• PASSAGE SHOWN
---+---

I know it's tough, handing over your precious to just anyone to alter and possibly ruin it. I've been there and it's heart breaking. Artists who have the right idea but just don't understand preservation of the card. There is no need to worry about that here, thankfully.
Aside from being a Bachelor's graduate in fine art and illustration with a minor in acrylics, and getting out of Dodge in the top percentile of my class, twice, I live and breath this life. I'm not only a painter/illustrator for a living, I am also an avid collector, and a store owner. Magic is the life blood of Excelsior and I take my role VERY seriously.
All of my materials are 100% archival, meaning there is no excess acid (or base). This is important because eventually they will eat their way through the paper and completely devalue any card. Everything I use also has the lowest moisture content and I paint dry. Though the faces of the cards are sealed, excess water finding it's way between the layers, splitting your card, and killing its value in the process. You end up with this spongy, mushy pile of yuck..... that just wont do.

---+---

• DATASET EXCERPT
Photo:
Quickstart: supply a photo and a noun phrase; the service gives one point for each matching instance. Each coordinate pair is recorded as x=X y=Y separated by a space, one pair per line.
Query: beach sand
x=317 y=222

---+---

• DIRECTIONS
1: Retype the section of the card-alteration passage that begins with the words containing "Aside from being" and ends with "role VERY seriously.".
2: In the card-alteration passage, the writer lists several roles they fill alongside their degree. Name each of them.
3: Carry on the card-alteration passage from the point where it stops.

• RESPONSES FOR EACH TASK
1:
Aside from being a Bachelor's graduate in fine art and illustration with a minor in acrylics, and getting out of Dodge in the top percentile of my class, twice, I live and breath this life. I'm not only a painter/illustrator for a living, I am also an avid collector, and a store owner. Magic is the life blood of Excelsior and I take my role VERY seriously.

2: painter/illustrator (for a living), avid collector, store owner

3:
After your card has been painted, I sleeve it. First, in a pro-fit sleeve, (clear, close fit sleeve made by ultra-pro to slide into another properly sized sleeve) I place the pro-fit upside down to help seal out excess dirt and moisture. These sleeves are $2.99 for 100 and I highly recommend sleeving your entire deck this way. Keeps people from thinking you have marked your deck, plus, they are REALLY thin and give your cards just a hair more protection. Altered cards should always be sleeved!!! Both to protect the card and its new artwork, but also because no matter how hard i try, paint can show through the sides of the card. and cheating, even by accident, is lame
All alters can be done in such a way that makes them legal for tournament play. If you are unsure, ask your local judge. Rulings on alters do vary from judge to judge but generally follow the same guidelines.
While altering the image is the most obvious change, physical modifications should also be taken into consideration.
Weight and flexibility are far from being concerning. A thorough analysis of each card with a bunch of manipulation would be required to be able to detect the marked card among regular ones. This would be so easy for a judge to catch that it's highly unlikely to happen without being very noticeable. Thickness and shape, on the contrary, may be more concerning.
- Sharpies won't add thickness.
- Ballpoint pens may leave furrows that are visible and/or detectable on the back of the card. These aren't widely used for alterations, though
- Painting is the most widespread technique to alter and depending on the material used results may vary: while acrylics are fine enough, oil painting and gouache may be too thick.
We therefore enter the realm of detecting marked cards. Put the deck in one pile and look for a space between two cards. The trick here is that this extra thickness may only exist on one of the four sides of the card. While foils can be unbent, thickness can't be removed, possibly leading to the player not being allowed to use the card.
Similar to thickness is the card's texture. If you pass a finger against the front of a card, you may be able to recognize an altered card. Just like weight and flexibility, this requires obvious manipulation and doesn't deserve more attention than that to catching a regular manipulator.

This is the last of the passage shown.